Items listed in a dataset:
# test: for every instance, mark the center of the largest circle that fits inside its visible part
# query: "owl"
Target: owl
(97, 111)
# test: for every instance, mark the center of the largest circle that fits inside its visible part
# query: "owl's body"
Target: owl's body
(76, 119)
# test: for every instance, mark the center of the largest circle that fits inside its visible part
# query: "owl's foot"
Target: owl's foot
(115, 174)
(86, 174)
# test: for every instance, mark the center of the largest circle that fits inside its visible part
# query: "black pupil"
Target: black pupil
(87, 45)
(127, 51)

### EXERCISE INSTRUCTIONS:
Pick every line of the data that includes the string "query".

### YOUR RESPONSE:
# query: "owl"
# query: "owl's body"
# query: "owl's foot"
# query: "black pupil"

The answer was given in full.